Count how many lines in the listing below contain the word "task". Reply with the number only.

■ STORED DATA ■
········
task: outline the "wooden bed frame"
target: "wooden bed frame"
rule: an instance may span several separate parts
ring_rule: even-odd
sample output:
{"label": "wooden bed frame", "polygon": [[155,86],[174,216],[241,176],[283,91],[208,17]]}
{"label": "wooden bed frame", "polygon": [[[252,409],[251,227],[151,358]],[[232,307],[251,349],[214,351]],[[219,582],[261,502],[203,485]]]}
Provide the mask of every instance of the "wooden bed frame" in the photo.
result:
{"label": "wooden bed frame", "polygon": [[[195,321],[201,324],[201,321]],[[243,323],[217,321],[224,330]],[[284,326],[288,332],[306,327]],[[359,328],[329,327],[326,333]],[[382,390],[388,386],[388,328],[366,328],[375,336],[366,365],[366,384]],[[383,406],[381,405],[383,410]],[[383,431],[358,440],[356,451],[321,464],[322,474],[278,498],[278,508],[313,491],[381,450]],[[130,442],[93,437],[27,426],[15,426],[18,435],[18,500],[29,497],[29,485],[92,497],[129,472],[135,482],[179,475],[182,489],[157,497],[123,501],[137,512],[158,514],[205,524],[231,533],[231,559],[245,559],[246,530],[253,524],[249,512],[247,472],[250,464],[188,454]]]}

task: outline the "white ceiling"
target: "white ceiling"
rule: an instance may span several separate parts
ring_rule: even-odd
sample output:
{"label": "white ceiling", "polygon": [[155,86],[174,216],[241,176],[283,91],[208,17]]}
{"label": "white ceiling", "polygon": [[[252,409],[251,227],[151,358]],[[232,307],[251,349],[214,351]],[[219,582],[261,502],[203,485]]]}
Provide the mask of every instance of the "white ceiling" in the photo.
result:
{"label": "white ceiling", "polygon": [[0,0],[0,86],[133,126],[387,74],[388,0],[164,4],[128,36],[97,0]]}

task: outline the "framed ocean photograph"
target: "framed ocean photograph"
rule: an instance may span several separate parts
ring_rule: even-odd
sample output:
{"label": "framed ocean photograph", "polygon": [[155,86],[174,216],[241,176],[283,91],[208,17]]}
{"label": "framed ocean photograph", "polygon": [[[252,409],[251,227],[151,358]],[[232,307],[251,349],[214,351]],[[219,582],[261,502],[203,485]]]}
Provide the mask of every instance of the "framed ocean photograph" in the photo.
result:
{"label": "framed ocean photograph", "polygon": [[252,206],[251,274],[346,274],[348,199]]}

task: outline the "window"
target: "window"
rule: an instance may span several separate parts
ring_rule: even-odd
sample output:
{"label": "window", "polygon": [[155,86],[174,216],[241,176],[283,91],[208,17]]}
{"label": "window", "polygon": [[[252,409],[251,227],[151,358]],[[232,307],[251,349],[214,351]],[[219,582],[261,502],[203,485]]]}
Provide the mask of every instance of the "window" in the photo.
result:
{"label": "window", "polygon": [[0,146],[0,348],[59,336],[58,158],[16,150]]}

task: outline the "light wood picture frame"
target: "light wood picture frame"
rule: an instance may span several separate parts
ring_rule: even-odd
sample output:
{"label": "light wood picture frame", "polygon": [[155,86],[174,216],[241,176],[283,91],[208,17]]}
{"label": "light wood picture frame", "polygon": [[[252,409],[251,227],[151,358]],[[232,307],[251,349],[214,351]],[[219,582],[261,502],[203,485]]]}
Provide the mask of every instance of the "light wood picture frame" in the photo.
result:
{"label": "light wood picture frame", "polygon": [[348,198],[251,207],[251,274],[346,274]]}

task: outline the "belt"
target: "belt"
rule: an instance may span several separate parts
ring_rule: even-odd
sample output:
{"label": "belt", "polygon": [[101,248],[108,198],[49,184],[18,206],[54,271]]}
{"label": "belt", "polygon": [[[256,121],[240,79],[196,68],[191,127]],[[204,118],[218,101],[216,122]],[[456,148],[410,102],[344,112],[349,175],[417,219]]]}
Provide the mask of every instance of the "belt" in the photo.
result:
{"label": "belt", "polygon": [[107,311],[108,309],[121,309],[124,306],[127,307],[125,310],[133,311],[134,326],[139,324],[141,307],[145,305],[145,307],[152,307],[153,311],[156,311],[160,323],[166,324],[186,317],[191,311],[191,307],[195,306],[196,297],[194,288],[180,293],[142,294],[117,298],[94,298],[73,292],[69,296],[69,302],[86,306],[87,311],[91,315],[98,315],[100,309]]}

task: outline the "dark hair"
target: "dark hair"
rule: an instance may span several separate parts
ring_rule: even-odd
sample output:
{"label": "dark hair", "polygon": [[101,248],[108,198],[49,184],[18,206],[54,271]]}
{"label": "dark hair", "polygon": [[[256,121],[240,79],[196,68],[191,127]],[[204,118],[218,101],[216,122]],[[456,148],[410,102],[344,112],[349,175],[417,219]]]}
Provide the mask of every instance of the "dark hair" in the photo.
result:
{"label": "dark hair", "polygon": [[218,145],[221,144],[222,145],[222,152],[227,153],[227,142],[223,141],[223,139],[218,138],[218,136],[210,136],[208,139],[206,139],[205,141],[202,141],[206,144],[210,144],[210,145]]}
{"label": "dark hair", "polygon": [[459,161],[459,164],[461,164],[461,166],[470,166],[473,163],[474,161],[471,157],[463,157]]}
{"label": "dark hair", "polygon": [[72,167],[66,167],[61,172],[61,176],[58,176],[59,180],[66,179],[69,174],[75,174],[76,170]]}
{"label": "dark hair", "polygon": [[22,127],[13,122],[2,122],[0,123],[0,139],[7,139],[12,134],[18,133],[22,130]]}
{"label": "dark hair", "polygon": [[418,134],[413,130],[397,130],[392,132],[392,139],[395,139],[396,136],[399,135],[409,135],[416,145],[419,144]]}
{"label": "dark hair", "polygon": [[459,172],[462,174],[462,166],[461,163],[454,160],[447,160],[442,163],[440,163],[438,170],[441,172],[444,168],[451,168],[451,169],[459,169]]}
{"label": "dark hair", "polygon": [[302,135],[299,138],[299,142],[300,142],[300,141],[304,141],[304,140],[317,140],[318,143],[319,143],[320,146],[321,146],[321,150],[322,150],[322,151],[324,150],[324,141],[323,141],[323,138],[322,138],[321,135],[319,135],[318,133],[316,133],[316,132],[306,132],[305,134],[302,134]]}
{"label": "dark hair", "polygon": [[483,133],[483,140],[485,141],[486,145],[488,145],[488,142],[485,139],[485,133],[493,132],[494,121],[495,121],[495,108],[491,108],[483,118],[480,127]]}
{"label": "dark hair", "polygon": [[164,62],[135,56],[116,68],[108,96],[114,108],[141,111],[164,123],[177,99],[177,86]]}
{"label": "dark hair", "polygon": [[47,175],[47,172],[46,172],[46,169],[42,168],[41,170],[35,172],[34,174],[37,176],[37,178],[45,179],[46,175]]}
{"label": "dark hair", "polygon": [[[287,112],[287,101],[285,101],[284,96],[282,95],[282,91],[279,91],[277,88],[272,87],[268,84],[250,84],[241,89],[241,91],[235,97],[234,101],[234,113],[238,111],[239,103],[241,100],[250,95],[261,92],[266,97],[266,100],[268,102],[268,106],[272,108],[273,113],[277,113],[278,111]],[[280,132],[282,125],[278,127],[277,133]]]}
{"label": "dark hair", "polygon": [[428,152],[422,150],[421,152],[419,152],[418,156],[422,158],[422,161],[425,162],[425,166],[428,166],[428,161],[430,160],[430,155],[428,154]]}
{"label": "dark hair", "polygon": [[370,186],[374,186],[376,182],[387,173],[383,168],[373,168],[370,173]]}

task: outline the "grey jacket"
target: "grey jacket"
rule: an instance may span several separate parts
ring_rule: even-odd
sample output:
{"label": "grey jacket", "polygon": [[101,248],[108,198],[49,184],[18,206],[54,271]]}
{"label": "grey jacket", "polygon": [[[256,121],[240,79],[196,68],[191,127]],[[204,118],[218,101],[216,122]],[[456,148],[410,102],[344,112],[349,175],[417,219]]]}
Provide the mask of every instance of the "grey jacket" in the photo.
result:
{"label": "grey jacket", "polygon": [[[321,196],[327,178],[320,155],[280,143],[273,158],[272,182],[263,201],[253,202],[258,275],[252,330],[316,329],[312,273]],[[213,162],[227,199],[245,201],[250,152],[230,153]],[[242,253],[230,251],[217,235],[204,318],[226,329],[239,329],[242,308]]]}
········
■ EXERCISE SOLUTION ■
8